• **TASK BRIEF**:
Rewrite the listing below so that every "photo" becomes "image", keeping everything else the same. Leave the pictures out of your version.

• **ENTRIES SUPPLIED**:
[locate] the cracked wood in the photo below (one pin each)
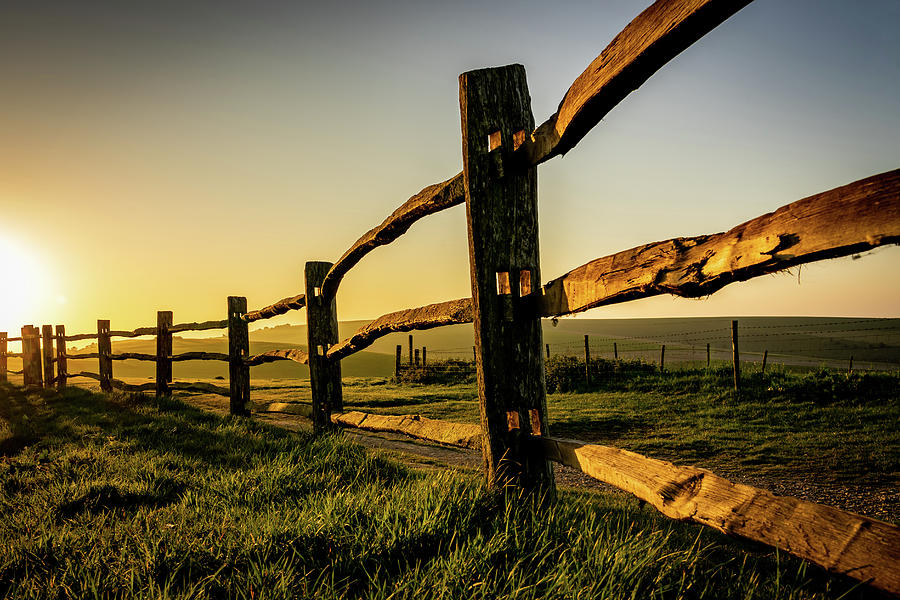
(424, 317)
(840, 222)
(842, 542)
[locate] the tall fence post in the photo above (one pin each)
(164, 320)
(322, 333)
(587, 360)
(501, 213)
(31, 357)
(62, 367)
(3, 360)
(238, 350)
(736, 357)
(104, 351)
(47, 352)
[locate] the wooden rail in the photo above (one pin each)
(840, 222)
(424, 317)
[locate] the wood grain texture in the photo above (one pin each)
(842, 542)
(298, 356)
(279, 308)
(429, 201)
(433, 430)
(424, 317)
(652, 39)
(203, 326)
(840, 222)
(502, 224)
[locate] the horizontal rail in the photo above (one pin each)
(842, 542)
(647, 43)
(199, 356)
(424, 317)
(429, 201)
(205, 325)
(279, 308)
(298, 356)
(444, 432)
(840, 222)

• **ANSWER TO THE PROBLEM**:
[locate] the cracked wood in the image below (one pin each)
(424, 317)
(840, 222)
(842, 542)
[locate] the tall fence post in the image above (one pin each)
(164, 320)
(322, 333)
(587, 360)
(501, 213)
(31, 357)
(62, 367)
(3, 360)
(238, 350)
(736, 357)
(104, 351)
(47, 352)
[locate] the wooden rail in the image above (one pin each)
(840, 222)
(424, 317)
[locate] the wood grain texture in the image above (one pin each)
(842, 542)
(298, 356)
(279, 308)
(429, 201)
(433, 430)
(424, 317)
(652, 39)
(203, 326)
(840, 222)
(502, 224)
[locate] the horizontal rail in the image above (one pin each)
(842, 542)
(647, 43)
(199, 356)
(424, 317)
(429, 201)
(205, 325)
(279, 308)
(298, 356)
(444, 432)
(840, 222)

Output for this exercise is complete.